**** Given records ****

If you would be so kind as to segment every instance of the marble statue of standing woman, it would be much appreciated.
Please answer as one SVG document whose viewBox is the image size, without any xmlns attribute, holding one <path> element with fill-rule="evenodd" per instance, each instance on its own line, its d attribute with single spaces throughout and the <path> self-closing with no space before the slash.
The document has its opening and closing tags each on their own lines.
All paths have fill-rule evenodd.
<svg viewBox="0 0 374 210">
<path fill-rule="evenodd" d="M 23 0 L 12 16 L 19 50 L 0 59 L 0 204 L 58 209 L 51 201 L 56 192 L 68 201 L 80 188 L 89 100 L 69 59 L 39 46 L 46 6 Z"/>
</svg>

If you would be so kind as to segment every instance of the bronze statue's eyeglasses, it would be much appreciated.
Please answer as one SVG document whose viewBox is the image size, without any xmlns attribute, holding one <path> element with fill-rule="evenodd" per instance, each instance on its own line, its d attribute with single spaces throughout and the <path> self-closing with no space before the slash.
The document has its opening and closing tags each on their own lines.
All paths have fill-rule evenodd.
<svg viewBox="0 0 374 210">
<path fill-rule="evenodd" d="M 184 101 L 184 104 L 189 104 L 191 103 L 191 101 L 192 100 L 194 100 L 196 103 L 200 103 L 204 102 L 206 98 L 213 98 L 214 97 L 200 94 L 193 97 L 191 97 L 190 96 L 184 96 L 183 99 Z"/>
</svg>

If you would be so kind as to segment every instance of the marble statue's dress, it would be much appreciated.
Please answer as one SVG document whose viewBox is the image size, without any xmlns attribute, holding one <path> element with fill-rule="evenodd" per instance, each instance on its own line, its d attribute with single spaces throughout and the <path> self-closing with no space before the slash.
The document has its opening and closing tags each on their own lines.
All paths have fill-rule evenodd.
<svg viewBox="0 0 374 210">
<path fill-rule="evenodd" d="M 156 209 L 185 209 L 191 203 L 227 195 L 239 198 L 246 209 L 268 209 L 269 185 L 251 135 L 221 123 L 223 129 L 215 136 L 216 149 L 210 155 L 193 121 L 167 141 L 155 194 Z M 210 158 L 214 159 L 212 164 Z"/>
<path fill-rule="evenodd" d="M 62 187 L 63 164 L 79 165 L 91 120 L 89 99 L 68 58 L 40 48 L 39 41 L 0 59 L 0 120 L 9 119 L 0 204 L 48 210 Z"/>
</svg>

****

**Directive**
Retype all of the records above line for line, with every character unchanged.

**Result of this task**
If you would be so kind as to segment every instance of the marble statue of standing woman, it would be much appreciated.
Please answer as one SVG document whose viewBox is the image size, without any xmlns attribute, holding one <path> element with fill-rule="evenodd" per instance, each instance on its own line, its d attribute with single spaces throughout and the <path> self-closing with no space before the slash.
The document has its opening and closing tags each on their own lines.
All paths have fill-rule evenodd.
<svg viewBox="0 0 374 210">
<path fill-rule="evenodd" d="M 23 0 L 12 16 L 19 50 L 0 59 L 0 204 L 58 209 L 51 201 L 56 192 L 68 201 L 80 188 L 89 100 L 69 59 L 39 46 L 46 6 Z"/>
</svg>

If you would be so kind as to segment every instance of the bronze statue's eyeglasses, it would be much appreciated.
Please answer as one SVG document whose viewBox is the image size, without any xmlns attribute, holding one <path> element with fill-rule="evenodd" per instance, each instance on its own line, its d attribute with single spaces throughout and the <path> self-closing with no space before the slash.
The document has its opening and closing tags each on their own lines.
All paths have fill-rule evenodd.
<svg viewBox="0 0 374 210">
<path fill-rule="evenodd" d="M 184 101 L 184 104 L 189 104 L 191 103 L 191 101 L 192 100 L 194 100 L 196 103 L 200 103 L 204 102 L 206 98 L 213 98 L 214 97 L 200 94 L 193 97 L 191 97 L 190 96 L 184 96 L 183 99 Z"/>
</svg>

If you would be so kind as to segment every instance of the marble statue's dress, it would be much appreciated.
Please answer as one SVG document whose viewBox is the image size, without any xmlns attribute, holding one <path> element with fill-rule="evenodd" per instance, each instance on its own line, its d attribute with single spaces throughout and the <path> self-closing with no space before the slash.
The document has its opening and closing tags each on their own lines.
All paths have fill-rule evenodd.
<svg viewBox="0 0 374 210">
<path fill-rule="evenodd" d="M 156 209 L 185 209 L 191 203 L 227 195 L 239 198 L 246 209 L 268 209 L 269 185 L 251 135 L 221 123 L 223 129 L 215 136 L 216 149 L 210 155 L 193 121 L 167 141 L 155 194 Z M 210 158 L 214 159 L 212 164 Z"/>
<path fill-rule="evenodd" d="M 62 187 L 63 164 L 79 165 L 91 120 L 89 99 L 68 58 L 40 48 L 39 41 L 0 59 L 0 120 L 9 119 L 0 204 L 48 210 Z"/>
</svg>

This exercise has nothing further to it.